What you give back should be only the lines from the one holding "Task: locate the mermaid" through the final line of the records, each reproduced exactly.

[Supplied information — start]

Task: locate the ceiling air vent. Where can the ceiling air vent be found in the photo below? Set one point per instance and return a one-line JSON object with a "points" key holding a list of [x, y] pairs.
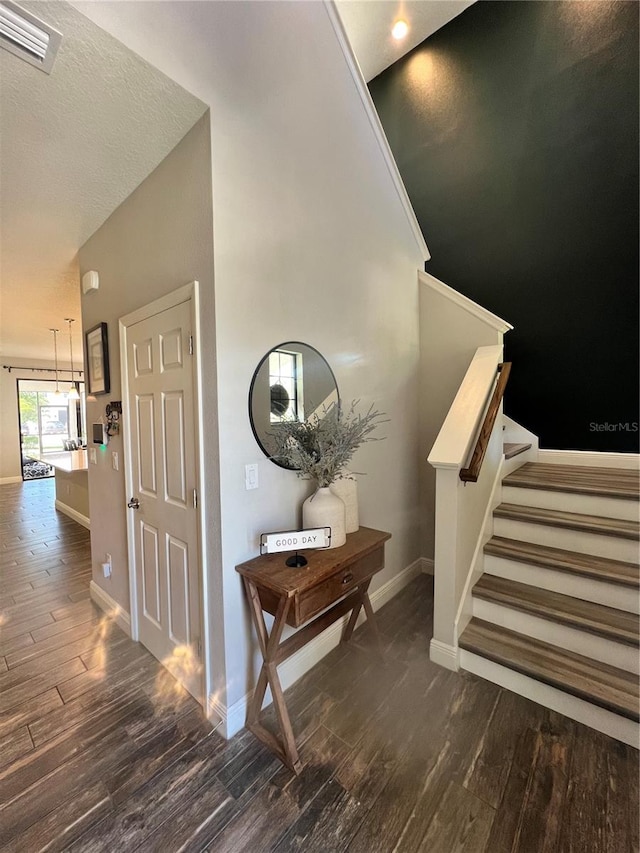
{"points": [[24, 35]]}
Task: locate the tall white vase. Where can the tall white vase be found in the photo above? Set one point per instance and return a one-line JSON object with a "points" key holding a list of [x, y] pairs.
{"points": [[324, 509], [346, 488]]}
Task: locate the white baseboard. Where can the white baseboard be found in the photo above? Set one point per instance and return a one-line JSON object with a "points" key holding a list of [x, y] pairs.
{"points": [[110, 607], [427, 565], [233, 718], [444, 655], [595, 460], [74, 514]]}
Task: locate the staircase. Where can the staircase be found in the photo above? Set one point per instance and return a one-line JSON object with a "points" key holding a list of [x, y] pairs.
{"points": [[555, 614]]}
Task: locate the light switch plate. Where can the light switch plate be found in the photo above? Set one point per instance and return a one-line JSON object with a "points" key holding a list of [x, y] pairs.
{"points": [[251, 476]]}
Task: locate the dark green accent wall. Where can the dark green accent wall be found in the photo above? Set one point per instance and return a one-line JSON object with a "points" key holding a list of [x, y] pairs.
{"points": [[515, 128]]}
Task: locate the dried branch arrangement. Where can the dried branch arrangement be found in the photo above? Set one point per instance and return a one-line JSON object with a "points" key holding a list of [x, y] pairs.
{"points": [[321, 447]]}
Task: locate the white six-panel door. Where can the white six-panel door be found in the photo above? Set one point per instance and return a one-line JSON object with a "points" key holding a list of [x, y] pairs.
{"points": [[163, 464]]}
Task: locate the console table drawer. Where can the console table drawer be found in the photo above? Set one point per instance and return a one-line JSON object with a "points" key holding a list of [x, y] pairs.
{"points": [[312, 601]]}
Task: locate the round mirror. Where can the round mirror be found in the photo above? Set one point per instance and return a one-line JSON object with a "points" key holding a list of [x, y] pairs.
{"points": [[292, 382]]}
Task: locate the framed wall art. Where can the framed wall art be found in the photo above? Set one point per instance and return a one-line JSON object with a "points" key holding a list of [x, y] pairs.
{"points": [[97, 344]]}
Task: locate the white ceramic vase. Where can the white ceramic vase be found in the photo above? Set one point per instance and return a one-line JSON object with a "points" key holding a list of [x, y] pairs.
{"points": [[324, 509], [346, 488]]}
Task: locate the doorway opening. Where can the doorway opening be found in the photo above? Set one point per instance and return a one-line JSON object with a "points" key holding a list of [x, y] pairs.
{"points": [[48, 422]]}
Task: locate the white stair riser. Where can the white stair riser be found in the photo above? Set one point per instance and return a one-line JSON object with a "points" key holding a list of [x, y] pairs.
{"points": [[566, 502], [587, 589], [565, 637], [596, 544], [597, 718], [510, 465]]}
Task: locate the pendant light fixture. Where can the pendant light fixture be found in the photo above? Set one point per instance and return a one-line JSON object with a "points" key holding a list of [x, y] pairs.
{"points": [[55, 355], [73, 393]]}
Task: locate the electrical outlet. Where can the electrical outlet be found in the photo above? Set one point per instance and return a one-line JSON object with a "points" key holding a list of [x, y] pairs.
{"points": [[106, 566]]}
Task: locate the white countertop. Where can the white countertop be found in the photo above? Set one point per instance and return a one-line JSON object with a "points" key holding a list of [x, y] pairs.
{"points": [[66, 460]]}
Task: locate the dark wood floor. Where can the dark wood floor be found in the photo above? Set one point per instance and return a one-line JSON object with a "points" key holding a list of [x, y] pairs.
{"points": [[99, 749]]}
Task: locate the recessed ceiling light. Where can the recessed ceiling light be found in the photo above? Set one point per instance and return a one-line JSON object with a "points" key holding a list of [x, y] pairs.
{"points": [[400, 29]]}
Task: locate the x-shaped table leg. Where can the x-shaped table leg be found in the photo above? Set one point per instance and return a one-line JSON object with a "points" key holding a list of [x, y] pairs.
{"points": [[269, 644], [364, 601]]}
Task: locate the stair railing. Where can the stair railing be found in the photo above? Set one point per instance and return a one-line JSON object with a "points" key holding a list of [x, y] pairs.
{"points": [[472, 472], [471, 431]]}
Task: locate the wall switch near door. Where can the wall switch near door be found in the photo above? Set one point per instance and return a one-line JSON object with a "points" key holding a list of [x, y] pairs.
{"points": [[251, 476]]}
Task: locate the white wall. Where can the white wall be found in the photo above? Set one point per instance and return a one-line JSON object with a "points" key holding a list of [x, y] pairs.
{"points": [[10, 467], [312, 243], [159, 239]]}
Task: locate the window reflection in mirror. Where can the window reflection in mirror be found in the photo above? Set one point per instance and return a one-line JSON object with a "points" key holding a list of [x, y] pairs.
{"points": [[292, 381]]}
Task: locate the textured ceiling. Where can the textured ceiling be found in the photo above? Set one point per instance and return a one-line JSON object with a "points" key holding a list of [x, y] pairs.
{"points": [[76, 143], [73, 145], [368, 24]]}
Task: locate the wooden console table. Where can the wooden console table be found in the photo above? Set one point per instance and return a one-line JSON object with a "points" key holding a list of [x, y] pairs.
{"points": [[336, 578]]}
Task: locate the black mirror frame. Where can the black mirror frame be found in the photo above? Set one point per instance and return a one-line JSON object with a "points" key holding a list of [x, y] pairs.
{"points": [[252, 385]]}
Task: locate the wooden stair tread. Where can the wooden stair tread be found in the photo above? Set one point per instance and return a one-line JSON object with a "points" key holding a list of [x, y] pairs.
{"points": [[605, 482], [511, 449], [599, 568], [621, 527], [608, 622], [598, 683]]}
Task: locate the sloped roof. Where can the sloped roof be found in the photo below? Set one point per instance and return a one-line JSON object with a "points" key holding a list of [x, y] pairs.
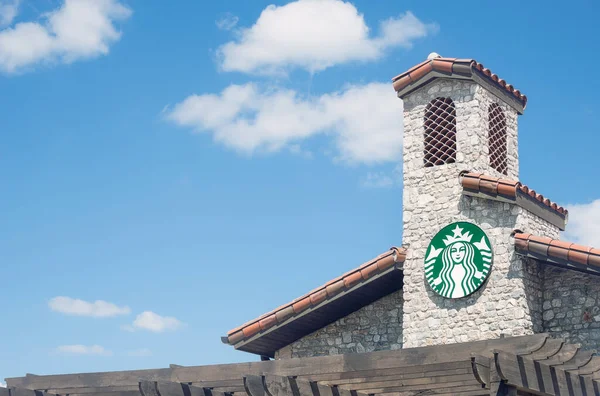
{"points": [[368, 278], [559, 253], [425, 71], [535, 363], [481, 185]]}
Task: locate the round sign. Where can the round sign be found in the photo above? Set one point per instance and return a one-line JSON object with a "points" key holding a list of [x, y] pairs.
{"points": [[458, 260]]}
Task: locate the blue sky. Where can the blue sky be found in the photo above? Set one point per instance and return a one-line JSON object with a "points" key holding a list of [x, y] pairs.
{"points": [[169, 171]]}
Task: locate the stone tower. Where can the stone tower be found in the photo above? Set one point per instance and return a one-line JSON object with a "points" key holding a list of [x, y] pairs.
{"points": [[459, 117]]}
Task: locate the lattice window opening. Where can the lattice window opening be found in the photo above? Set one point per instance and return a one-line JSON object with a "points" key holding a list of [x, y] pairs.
{"points": [[497, 139], [440, 132]]}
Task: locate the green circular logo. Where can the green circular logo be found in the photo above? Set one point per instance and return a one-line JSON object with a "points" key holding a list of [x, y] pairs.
{"points": [[458, 260]]}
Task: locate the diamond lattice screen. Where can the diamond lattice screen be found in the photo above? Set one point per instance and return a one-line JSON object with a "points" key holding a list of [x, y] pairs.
{"points": [[440, 132], [497, 138]]}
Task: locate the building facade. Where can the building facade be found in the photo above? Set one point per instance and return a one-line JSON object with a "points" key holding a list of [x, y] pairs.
{"points": [[480, 297]]}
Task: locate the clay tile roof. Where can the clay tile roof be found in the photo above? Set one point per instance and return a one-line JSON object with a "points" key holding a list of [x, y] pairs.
{"points": [[317, 296], [566, 254], [494, 187], [450, 67]]}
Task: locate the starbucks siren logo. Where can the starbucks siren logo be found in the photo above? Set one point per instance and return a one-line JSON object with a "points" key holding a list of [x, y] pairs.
{"points": [[458, 260]]}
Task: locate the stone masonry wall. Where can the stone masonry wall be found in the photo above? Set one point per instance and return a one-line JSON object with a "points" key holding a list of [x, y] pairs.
{"points": [[375, 327], [509, 301], [571, 307]]}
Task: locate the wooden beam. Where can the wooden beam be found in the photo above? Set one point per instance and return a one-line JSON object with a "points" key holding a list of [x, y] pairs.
{"points": [[337, 365], [569, 371], [13, 391], [163, 388]]}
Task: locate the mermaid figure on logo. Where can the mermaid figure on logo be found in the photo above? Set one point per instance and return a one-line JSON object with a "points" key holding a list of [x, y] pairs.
{"points": [[459, 274]]}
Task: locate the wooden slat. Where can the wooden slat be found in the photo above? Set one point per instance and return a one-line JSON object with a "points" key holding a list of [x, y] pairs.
{"points": [[296, 367]]}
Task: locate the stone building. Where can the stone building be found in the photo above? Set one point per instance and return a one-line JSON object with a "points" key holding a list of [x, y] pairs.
{"points": [[481, 297]]}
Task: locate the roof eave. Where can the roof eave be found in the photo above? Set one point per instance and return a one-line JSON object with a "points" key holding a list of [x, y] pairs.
{"points": [[464, 71], [268, 348]]}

[Supplied information — finish]

Answer to the problem:
Task: locate the mermaid figure on logo. Where can the mermaid figure on logo be found in the photo above? Set one point per instance and return a one-line JSON object with a "points" key holding a list of [x, y] pairs.
{"points": [[459, 274]]}
Task: locate the wooden slat. Where can the wooden slat be found in the photo above? Set one point per instance and return a one-line JSON object with a "points" key holding a list of [x, y] pairs.
{"points": [[296, 367]]}
Task: locate the stone building. Where can the stone building be found in the photo above? Set one point per instance and return a one-line JSON object with a "points" key holding a list of [x, y] pairs.
{"points": [[481, 297]]}
Task: locate the roof eave. Where can the roof eave be found in the photo above? Set one point per instance and return a one-line JSON object with a "points" key holding a list of [x, y] pairs.
{"points": [[464, 71], [268, 348]]}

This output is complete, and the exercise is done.